Repartir sur les paysages, ces moments gouttes d’or qui ont aidé à avancer, qui ont remis en place ce rôle d’humain paumé parmi les étoiles, qui s’entête à ne pas voir plus haut que le caniveau dans lequel il s’embourbe.

Revenir au lien d’hier avant que la lune funambule me tire d’un sommeil d’ouate. Mais ce n’est pas la lune que j’ai vu ce jour-là. Et comme de deux choses l’une… l’autre c’est le soleil. Je m’en vais vous parler de ce jour d’hiver… je devrais retrouver l’année si je creuse un peu. 84 ? puisque j’y étais avec Pat. Ça rime sans faire exprès ! ou alors 85 ? et Pat, je viens de la revoir à Amsterdam il y a quinze jours après presque vingt ans. A 65 ans elle enseigne encore la danse et les mouvements du corps. Elle espère encore une belle histoire d’amour. Elle adore son appart mais n’aime pas les Hollandais ! pourtant elle est partie y vivre parce qu’elle se cherchait l’endroit idéal sur terre : ses racines italiennes exilées à New-York depuis son grand-père, elle pense les replanter en Europe mais l’Angleterre ne lui va pas trop bien… qu’elle pense. Ah si au moins elle avait attendue ? La petite maison qu’elle occupait quand nous allions ‘travailler notre corps’ dans notre trentaine féministe, fait maintenant partie du coin le plus recherché des artistes et des bourgeois en quête d’exotisme prolétaire qui n’est plus qu’une ombre d’autrefois.  Elle en aurait des clients aujourd’hui, si elle était restée là.

Mais les semelles la démangeait. D’Inde et du Népal elle avait ramené des gestes et mouvements inhabituels … et des sons incohérents qui résonnaient dans ses organes et se voulaient guérisseur.

Elle m’avait accompagnée à la ferme pour Noël. J’ai une photo d’elle et d’un de mes neveu tout petit sur ses genoux. Elle sourit. Elle y est jeune et belle. Je devais l’être encore aussi mais j’ai tellement plus souvent été derrière l’objectif que je ne peux pas comparer. J’ai toujours eu le même age…. à travers tous les temps. Il n’y a que mon corps qui me fait croire à la vieillesse. J’ai toujours eu quinze ans avec des savoirs millénaires sortis de je ne sais où.
....
Travail à réaliser:
- a) Relevez, dans l'ordre où ils apparaissent, tous les noms de villes, de pays et de continents que cite l'extrait.
- b) Reprenez mot pour mot le passage de l'extrait qui va de "Repartir sur les" à "lequel il s’embourbe.".

Entrées fournies:
....
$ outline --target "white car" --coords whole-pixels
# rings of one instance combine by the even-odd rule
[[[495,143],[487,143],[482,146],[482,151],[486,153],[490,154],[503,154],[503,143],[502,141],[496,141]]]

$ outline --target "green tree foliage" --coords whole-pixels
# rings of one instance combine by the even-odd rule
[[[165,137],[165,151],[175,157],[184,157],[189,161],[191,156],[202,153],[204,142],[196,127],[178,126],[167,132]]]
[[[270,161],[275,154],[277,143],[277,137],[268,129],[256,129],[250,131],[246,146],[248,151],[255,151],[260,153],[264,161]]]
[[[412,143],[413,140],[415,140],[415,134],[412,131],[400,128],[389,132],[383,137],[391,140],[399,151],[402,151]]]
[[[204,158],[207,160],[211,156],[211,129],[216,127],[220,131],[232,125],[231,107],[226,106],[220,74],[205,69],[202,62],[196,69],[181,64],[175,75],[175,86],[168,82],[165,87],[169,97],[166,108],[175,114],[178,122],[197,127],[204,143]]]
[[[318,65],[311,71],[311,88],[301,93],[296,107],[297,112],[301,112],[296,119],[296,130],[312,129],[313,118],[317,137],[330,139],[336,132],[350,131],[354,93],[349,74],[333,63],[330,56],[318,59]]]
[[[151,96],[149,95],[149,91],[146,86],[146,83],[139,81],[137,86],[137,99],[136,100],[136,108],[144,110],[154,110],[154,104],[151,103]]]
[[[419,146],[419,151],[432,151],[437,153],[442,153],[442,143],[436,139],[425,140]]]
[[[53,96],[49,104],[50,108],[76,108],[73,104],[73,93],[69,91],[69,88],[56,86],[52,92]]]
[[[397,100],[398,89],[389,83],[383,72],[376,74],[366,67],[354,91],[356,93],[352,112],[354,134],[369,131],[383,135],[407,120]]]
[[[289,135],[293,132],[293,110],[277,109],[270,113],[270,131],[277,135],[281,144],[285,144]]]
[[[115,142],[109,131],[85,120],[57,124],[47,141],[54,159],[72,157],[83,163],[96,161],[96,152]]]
....
Réponses par numéro:
- a) Amsterdam, New-York, Europe, Angleterre, Inde, Népal

- b)
Repartir sur les paysages, ces moments gouttes d’or qui ont aidé à avancer, qui ont remis en place ce rôle d’humain paumé parmi les étoiles, qui s’entête à ne pas voir plus haut que le caniveau dans lequel il s’embourbe.